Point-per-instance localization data
========================================================================
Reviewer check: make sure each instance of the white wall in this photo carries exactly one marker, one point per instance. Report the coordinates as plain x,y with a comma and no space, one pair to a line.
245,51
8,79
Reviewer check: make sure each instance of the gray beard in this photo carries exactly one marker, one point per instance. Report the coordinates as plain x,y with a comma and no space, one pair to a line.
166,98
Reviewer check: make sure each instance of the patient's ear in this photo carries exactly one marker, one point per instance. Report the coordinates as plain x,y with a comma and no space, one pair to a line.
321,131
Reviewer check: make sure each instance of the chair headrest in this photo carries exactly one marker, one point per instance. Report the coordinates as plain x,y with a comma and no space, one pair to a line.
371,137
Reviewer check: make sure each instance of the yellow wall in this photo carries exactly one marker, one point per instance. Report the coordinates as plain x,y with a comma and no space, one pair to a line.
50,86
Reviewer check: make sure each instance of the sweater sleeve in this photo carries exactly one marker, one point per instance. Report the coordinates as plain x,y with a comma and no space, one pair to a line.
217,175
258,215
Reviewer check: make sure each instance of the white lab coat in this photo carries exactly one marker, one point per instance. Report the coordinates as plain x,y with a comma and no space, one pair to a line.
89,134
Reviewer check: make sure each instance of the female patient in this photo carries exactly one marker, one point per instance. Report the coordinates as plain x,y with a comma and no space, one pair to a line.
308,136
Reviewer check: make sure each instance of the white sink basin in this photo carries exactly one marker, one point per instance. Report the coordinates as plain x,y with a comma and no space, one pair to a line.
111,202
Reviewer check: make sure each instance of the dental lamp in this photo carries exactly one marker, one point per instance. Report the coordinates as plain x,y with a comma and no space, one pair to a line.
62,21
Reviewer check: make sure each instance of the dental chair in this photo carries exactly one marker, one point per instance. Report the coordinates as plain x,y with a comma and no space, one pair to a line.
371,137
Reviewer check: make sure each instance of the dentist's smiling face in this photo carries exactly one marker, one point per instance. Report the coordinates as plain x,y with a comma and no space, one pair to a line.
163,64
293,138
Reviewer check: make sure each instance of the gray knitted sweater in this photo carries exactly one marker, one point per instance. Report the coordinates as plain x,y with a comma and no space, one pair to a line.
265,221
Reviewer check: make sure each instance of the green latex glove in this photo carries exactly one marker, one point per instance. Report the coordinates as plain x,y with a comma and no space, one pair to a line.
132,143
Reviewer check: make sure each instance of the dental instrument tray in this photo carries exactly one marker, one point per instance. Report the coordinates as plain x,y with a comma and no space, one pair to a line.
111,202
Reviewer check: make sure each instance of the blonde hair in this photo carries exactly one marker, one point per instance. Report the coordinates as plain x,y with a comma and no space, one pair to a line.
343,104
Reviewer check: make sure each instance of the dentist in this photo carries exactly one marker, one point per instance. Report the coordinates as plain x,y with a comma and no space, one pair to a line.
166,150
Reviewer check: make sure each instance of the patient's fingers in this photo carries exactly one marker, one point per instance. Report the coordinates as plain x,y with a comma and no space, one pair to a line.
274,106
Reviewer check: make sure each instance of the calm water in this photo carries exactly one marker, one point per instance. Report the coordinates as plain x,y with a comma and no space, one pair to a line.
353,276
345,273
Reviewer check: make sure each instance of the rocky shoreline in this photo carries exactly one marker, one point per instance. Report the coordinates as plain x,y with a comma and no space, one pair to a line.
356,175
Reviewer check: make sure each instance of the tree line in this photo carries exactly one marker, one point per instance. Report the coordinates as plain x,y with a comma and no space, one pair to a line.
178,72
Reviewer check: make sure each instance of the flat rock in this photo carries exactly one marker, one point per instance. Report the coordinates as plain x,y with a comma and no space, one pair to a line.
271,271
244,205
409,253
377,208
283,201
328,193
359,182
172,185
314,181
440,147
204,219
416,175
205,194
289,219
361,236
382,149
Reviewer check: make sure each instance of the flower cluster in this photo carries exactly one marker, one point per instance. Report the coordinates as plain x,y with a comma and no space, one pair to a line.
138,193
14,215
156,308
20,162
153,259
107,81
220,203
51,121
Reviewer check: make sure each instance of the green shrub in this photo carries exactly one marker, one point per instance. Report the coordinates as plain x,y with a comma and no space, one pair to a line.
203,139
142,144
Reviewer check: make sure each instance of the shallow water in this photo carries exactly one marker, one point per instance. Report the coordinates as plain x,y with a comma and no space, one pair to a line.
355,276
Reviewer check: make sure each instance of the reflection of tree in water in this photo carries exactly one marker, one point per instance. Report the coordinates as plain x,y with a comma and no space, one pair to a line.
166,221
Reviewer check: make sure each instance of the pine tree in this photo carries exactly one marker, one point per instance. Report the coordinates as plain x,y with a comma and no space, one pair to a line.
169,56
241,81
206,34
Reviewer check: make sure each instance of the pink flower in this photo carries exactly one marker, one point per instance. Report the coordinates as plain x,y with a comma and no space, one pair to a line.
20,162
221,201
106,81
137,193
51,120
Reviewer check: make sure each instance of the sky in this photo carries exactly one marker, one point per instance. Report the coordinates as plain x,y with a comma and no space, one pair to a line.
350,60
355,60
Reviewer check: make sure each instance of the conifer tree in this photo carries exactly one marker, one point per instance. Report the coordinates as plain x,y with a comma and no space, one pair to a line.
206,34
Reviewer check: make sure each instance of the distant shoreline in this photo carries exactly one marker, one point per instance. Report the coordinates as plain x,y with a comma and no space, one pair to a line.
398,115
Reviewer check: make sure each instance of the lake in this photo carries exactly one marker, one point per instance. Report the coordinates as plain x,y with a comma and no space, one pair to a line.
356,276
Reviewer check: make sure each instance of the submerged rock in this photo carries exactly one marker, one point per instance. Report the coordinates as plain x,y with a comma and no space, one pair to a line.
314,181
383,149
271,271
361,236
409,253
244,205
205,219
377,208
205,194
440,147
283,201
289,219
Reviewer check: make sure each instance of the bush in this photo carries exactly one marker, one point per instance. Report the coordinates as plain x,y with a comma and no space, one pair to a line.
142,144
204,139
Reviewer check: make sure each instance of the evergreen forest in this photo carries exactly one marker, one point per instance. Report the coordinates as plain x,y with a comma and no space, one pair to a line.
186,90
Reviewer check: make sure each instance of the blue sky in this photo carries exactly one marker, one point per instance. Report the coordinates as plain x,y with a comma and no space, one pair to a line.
========================================================================
Your assignment:
Without altering a single word, reproduce the entries above.

Completed task:
Reviewer check: make sure each instance of the white wall in this photo carries exactly one marker, one point per instance. Report the coordinates as plain x,y with a comma and no space, one pair to a line.
245,51
8,79
Reviewer check: make sure each instance of the gray beard in this photo carries exactly one marker, one point per instance. Report the coordinates as plain x,y with a comma and no space, one pair to a line.
166,98
Reviewer check: make sure each instance of the patient's ear in this photo carries exactly one marker, one point per instance. Report the coordinates as plain x,y with a comma and no space, one pair to a line.
321,131
Reviewer check: make sure each instance of the chair headrest in this photo carries exactly one marker, one point per instance. Report the coordinates as plain x,y with a comma and no space, one pair to a line.
371,137
Reviewer check: make sure each instance of the yellow wall in this photo carries exactly one marker, one point per instance. Report the coordinates as plain x,y with a comma and no space, one pair to a line.
50,86
Reviewer check: make sure each instance of the sweater sleeve in this photo carries exactly one marker, one point per instance. Report the coordinates as plain x,y with a comma and no space, one pair to a line.
217,175
258,215
Reviewer check: make sure each instance of the white lab coat in this photo carries exactly one marker, one point per instance. Report the coordinates as plain x,y with a comma and no space, one pair to a line.
89,134
Reviewer check: make sure each instance of the female patient in this photo carries exactly one marker, one point per instance. Report the coordinates as plain x,y with a comma and no space, one pair to a line.
308,136
Reviewer check: make sure each instance of the white sink basin in this photo carries exactly one marker, one point per instance. Report the coordinates as plain x,y with a comma and no space, one pair to a line.
111,202
Reviewer check: make sure each instance of the dental lamp in this photo carries exactly one marker, one point per instance. Report the coordinates as plain x,y with a comma and no space, one pair to a line.
62,21
Reviewer check: make sure each instance of the dental chair in this photo carries exactly one marker, one point per instance. Report the coordinates as plain x,y with a comma and no space, one pair to a line.
371,137
Reviewer check: make sure each instance of the dentist's smiling face in this photo carries exactly one marker, one point per instance. Report the coordinates as plain x,y with a comma and no space, one pair to a line.
163,64
293,138
Reviewer check: make sure each instance of the gray knitted sweater in this photo carries exactly one marker, one point per instance. Report the coordinates as plain x,y with a comma and no space, one pair to a line.
265,221
Reviewer check: make sure each instance of the green latex glove in this photo carries exactly one marker, one point per instance. Report the coordinates as plain x,y with a comma and no space, one pair to a line.
132,143
Reviewer check: make sure each instance of the dental instrument tray in this photo carries exactly one marker, one point per instance. Report the coordinates as plain x,y with a comma and no space, one pair to a line.
111,202
Reviewer check: make sure each instance of the blonde hair in this photo carries exactly one marker, one point per instance. Report the coordinates as plain x,y with a comma and no space, one pair to a line.
343,104
Reviewer check: make sure each instance of the dentist in this photo carries exactly one marker, one point per instance. Report the coordinates as plain x,y with a comma and no space, one pair to a line.
166,150
Reviewer check: make sure each instance of the patient's fingers in this photo carries exactly one marker, one point per instance. Report the coordinates as plain x,y with a comma and no space, one pair to a line.
274,106
Reviewer check: make sure each instance of the calm water in this photo carries exactly one marker, one point per instance. Report the coordinates as plain x,y with a comma and no space, one pair to a line.
353,276
345,273
Reviewer check: make sure each instance of the rocky shoreline in this photo carries exactly one marker, one point per instance. Report the coordinates as plain x,y with a comma and no space, one pair to a line.
356,175
Reviewer check: make sure each instance of the tree line in this photo carries exactly one marker, one point per instance. Report the coordinates as plain x,y with a comma and no space, one pair to a line.
178,72
Reviewer check: make sure each instance of the flat rock in this photo carries exactly one marker, one point per instance. Report the coordinates as plain x,y with a comma and no space, one pair to a line.
271,271
244,205
409,253
377,208
283,201
328,193
359,182
172,185
314,181
440,147
204,219
416,175
205,194
289,219
361,236
382,149
Reviewer check: make sure each instance of the flower cluster in this photo carries exactly one marker, one point per instance. Report the coordinates as plain x,y with a comma and no space, one pair to a line.
138,193
14,215
156,308
20,162
153,259
107,81
220,203
51,121
Reviewer check: make sure each instance of the green shrub in this photo carries exactly one marker, one point per instance. Report the coordinates as plain x,y with a comma and no space, one pair to a line.
203,139
142,144
Reviewer check: make sure each instance of the shallow water in this photo carries exactly one marker, one point per instance. Report the coordinates as plain x,y with a comma and no space, one pair to a line.
355,276
Reviewer check: make sure each instance of the reflection of tree in water in this photo carries exactly one marker, one point per instance. Report the coordinates as plain x,y with a comma and no space, one pair to a line.
166,221
Reviewer check: make sure each instance of the pine tree in this photo carries exactly one marker, one point per instance. Report the coordinates as plain x,y with a comma and no space, one pair to a line.
169,56
241,81
206,34
Reviewer check: make sure each instance of the pink flower in this photo carries exactly one marker, one point per instance. Report the coordinates as plain x,y with a comma and no space, one pair to a line.
20,162
221,201
106,81
137,193
51,120
Reviewer check: make sure each instance of the sky in this photo carries exactly one marker, one point per instance. Report the coordinates as plain x,y with a comma and no space, one pair to a line.
350,60
355,60
Reviewer check: make sure each instance of the conifer tree in this photo carries exactly one marker, one point per instance. Report the coordinates as plain x,y with a comma and no space, one pair to a line.
206,34
Reviewer check: make sure each instance of the distant shoreline in this photo carries exactly one marker, one point per instance. Report the coordinates as plain x,y with a comma and no space, one pair to a line.
398,115
Reviewer check: make sure each instance of the lake in this photo carries exactly one marker, one point per instance. Report the coordinates as plain x,y with a comma and no space, one pair to a line.
356,276
Reviewer check: make sure each instance of the submerged rock in this photo carries exactly one marker, one point per instance. Report the coordinates as plain x,y with a comma and no space, one pair to a line.
314,181
383,149
271,271
361,236
409,253
244,205
205,219
377,208
205,194
440,147
283,201
289,219
Reviewer check: make sure each instance of the bush in this photo carries exactly one marker, one point per instance. Report the coordinates as plain x,y with a comma and no space, one pair to a line.
142,144
204,139
Reviewer check: make sure each instance of the evergreen forest in this photo carries exactly one marker, one point per instance. Report the coordinates as plain x,y with a comma and no space, one pair to a line.
186,90
Reviewer check: make sure each instance of the blue sky in this photo carries exactly one marker, one point per instance. Report the coordinates as plain x,y with a comma and no space, one pair to a line.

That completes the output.